# Anyone have trouble with clogging Clearvue mini-cyclones?



## Perplexed1ne (Apr 23, 2020)

I am building a cart for my Clearvue mini using the carcass/cart of an old dust collector stand. There is going to be a vacuum unit built over the top of the mini eliminating the hose. The mini will be "permanently" sandwiched between the vacuum motor and the bin lid making the mini-cyclone to be difficult to get to if it were to clog.

I am a little worried that I am setting up some hassle if the intake gets clogged on some regular basis and needs a push stick or something to unclog it. The internal transition from round intake hose to rectangle ahead of the ramp looks a little vulnerable to clogging. That said if I use a shop vac for floor cleaning and use the mini-cyclone for saws and sanders there shouldn't be a problem. Its the thickness planner that concerns me.


----------



## therealSteveN (Oct 29, 2016)

If you are concerned it may clog, just use it a while, and see how it goes. I can't remember reading about any cyclone clogging, usually more about choke points on duct getting clogged.

Just run it on the thickness planer the next few times you use it, and if it goes well, move ahead. You are not saying anything about the DC unit, the type or diameter of the line used, so all of the combined could be an issue as well.

I look at that like doing test applications of a finishing recipe, do it away from the real piece, and instead do it on scrap. If the scrap goes well, move ahead, this is the same principle I would think.


----------



## Perplexed1ne (Apr 23, 2020)

Right. Sorry. More information:

I was looking for shop vac filters one day and came across single and dual motor vacuum lids for 55 gal drums. It was a revelation. Harking back to an admiration for Muscle Cars in my misspent youth, and disappointment that my parents would not let me put lifters on the family's 1965 Valiant, I thought it would be gratifying in later life to build a Muscle Cart. I had seen people who had built vertical DC carts that eliminated the hose between cyclone and vacuum but didn't want to take my shop vac apart. I have a pretty underpowered Shopsmith DC that is nonetheless extremely well built and easy to move around the shop. I took the blower out and am retrofitting it with the mini and a DIY vacuum lid.

Commercial vacuum lids are north of $500 but looking at their manuals and schematics one discovers that the motors can be had pretty reasonably. I got a pair of motors with the same specs as a $900 dual motor lid for under $100. On paper I will have 225 cfm and 14" waterlift. I will be using the Rockler 1.5" flexible hose for hand sanders/routers and 2.5" on the miter saw. On paper this should suck the chrome off a trailer hitch.

But as I think about sandwiching/caulking the Clearvue Mini into place, inside what was the blower housing of the DC cart, I realized it would be out of sight and that maybe I was borrowing trouble. I suppose I could mount it above the empty blower housing, but then it is getting a bit tall and unstable. Likewise, mounting below robs me of space for the bin.

There is a 3way manifold splitter that bolts onto the blower carcass and I could always unscrew it and shove a dowel in to dislodge a clog. I was just curios if this was a known and obvious problem waiting to happen. I agree that it is worth the experiment. Just didn't want to repeat an experiment with known results.

## RECORD EXCERPTS
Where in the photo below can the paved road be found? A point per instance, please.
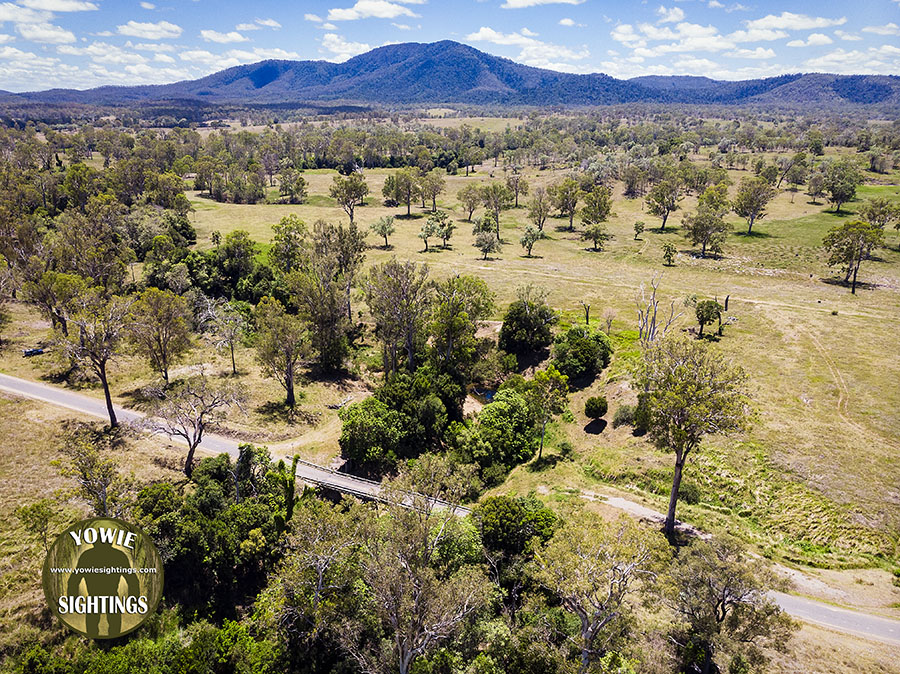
(840, 619)
(216, 444)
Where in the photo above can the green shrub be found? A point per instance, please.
(596, 407)
(624, 416)
(580, 352)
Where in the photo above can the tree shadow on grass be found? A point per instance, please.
(279, 411)
(546, 462)
(755, 235)
(595, 427)
(860, 285)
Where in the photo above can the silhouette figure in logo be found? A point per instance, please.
(101, 555)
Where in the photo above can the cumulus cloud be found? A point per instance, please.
(17, 14)
(223, 38)
(45, 32)
(59, 5)
(102, 52)
(533, 52)
(366, 9)
(814, 40)
(791, 21)
(521, 4)
(888, 29)
(883, 60)
(666, 15)
(758, 53)
(150, 31)
(849, 37)
(340, 49)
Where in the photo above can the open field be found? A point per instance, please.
(822, 362)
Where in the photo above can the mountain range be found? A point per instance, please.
(450, 72)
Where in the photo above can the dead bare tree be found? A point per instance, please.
(651, 324)
(186, 410)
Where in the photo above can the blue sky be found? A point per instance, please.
(86, 43)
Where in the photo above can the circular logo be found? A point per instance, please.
(103, 577)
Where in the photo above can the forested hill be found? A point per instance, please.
(449, 72)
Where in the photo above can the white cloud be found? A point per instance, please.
(790, 21)
(888, 29)
(814, 40)
(849, 37)
(150, 31)
(59, 5)
(340, 49)
(757, 35)
(673, 15)
(521, 4)
(150, 46)
(367, 9)
(102, 52)
(533, 52)
(17, 14)
(883, 60)
(758, 53)
(223, 38)
(626, 34)
(45, 32)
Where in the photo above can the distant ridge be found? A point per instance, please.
(450, 72)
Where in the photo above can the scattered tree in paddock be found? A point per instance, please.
(652, 325)
(431, 185)
(530, 237)
(841, 177)
(669, 253)
(722, 596)
(707, 312)
(349, 192)
(158, 328)
(527, 323)
(383, 227)
(97, 327)
(281, 343)
(638, 229)
(398, 295)
(187, 409)
(592, 566)
(754, 194)
(662, 199)
(517, 184)
(539, 207)
(691, 392)
(849, 244)
(470, 199)
(487, 243)
(564, 197)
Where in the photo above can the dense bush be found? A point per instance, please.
(596, 407)
(580, 352)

## WHAT YOU NEED TO DO
In the forum thread about clogging Clearvue mini-cyclones, what airflow and waterlift does the builder expect on paper from the pair of vacuum motors?

## FULL OUTPUT
225 cfm and 14" of waterlift.